Would you print all of the records below exactly, without skipping any?

>>

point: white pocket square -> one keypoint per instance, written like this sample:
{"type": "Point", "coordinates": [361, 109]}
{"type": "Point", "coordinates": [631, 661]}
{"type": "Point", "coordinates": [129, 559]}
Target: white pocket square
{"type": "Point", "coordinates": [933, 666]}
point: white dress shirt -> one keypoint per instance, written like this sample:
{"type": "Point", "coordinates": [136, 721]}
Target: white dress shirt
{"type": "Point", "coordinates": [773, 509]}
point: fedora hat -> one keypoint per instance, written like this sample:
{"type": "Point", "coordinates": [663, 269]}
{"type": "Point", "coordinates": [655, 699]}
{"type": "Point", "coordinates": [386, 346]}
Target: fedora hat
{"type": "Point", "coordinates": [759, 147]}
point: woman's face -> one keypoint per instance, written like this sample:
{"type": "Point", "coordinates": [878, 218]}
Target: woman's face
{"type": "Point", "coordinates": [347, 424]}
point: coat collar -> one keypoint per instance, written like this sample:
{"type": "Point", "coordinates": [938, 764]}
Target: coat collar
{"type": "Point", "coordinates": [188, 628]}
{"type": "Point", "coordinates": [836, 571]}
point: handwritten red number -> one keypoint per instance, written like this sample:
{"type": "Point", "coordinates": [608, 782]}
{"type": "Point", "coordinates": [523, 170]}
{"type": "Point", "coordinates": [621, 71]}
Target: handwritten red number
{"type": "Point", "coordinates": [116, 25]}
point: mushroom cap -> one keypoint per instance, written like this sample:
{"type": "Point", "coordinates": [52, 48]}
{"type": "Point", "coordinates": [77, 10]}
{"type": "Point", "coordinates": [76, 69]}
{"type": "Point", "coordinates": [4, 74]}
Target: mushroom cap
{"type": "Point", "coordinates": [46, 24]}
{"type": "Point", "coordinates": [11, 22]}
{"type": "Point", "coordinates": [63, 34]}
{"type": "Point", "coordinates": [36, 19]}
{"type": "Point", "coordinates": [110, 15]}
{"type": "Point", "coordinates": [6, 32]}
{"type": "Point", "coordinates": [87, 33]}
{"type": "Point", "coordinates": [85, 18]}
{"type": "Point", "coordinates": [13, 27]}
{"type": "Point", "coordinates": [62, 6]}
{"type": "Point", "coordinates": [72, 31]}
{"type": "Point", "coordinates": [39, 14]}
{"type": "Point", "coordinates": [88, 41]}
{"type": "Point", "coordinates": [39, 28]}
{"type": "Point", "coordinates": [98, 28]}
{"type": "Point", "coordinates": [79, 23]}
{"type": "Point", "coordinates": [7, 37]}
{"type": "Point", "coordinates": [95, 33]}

<<

**Exercise answer:**
point: white pocket square -> one keypoint per instance, written like this sample:
{"type": "Point", "coordinates": [361, 109]}
{"type": "Point", "coordinates": [631, 661]}
{"type": "Point", "coordinates": [129, 559]}
Target: white pocket square
{"type": "Point", "coordinates": [933, 666]}
point: white dress shirt -> one keypoint per instance, written like this sample:
{"type": "Point", "coordinates": [136, 721]}
Target: white dress shirt
{"type": "Point", "coordinates": [773, 509]}
point: fedora hat -> one keypoint per instance, written like this sample:
{"type": "Point", "coordinates": [663, 269]}
{"type": "Point", "coordinates": [655, 699]}
{"type": "Point", "coordinates": [386, 346]}
Target: fedora hat
{"type": "Point", "coordinates": [759, 147]}
point: woman's face -> one keypoint per instance, written like this sample:
{"type": "Point", "coordinates": [878, 218]}
Target: woman's face
{"type": "Point", "coordinates": [347, 424]}
point: coat collar -> one keypoint per instance, written like this sample:
{"type": "Point", "coordinates": [938, 764]}
Target: coat collar
{"type": "Point", "coordinates": [188, 628]}
{"type": "Point", "coordinates": [836, 571]}
point: handwritten red number -> one keypoint per instance, written like this sample:
{"type": "Point", "coordinates": [608, 782]}
{"type": "Point", "coordinates": [523, 170]}
{"type": "Point", "coordinates": [621, 71]}
Target: handwritten red number
{"type": "Point", "coordinates": [116, 25]}
point: mushroom cap -> one keypoint per instance, written like this sample:
{"type": "Point", "coordinates": [52, 48]}
{"type": "Point", "coordinates": [77, 10]}
{"type": "Point", "coordinates": [76, 69]}
{"type": "Point", "coordinates": [4, 74]}
Target: mushroom cap
{"type": "Point", "coordinates": [46, 24]}
{"type": "Point", "coordinates": [11, 22]}
{"type": "Point", "coordinates": [63, 34]}
{"type": "Point", "coordinates": [36, 19]}
{"type": "Point", "coordinates": [110, 15]}
{"type": "Point", "coordinates": [6, 32]}
{"type": "Point", "coordinates": [87, 33]}
{"type": "Point", "coordinates": [85, 18]}
{"type": "Point", "coordinates": [13, 27]}
{"type": "Point", "coordinates": [62, 6]}
{"type": "Point", "coordinates": [72, 31]}
{"type": "Point", "coordinates": [39, 14]}
{"type": "Point", "coordinates": [88, 41]}
{"type": "Point", "coordinates": [39, 28]}
{"type": "Point", "coordinates": [98, 28]}
{"type": "Point", "coordinates": [79, 23]}
{"type": "Point", "coordinates": [7, 37]}
{"type": "Point", "coordinates": [95, 33]}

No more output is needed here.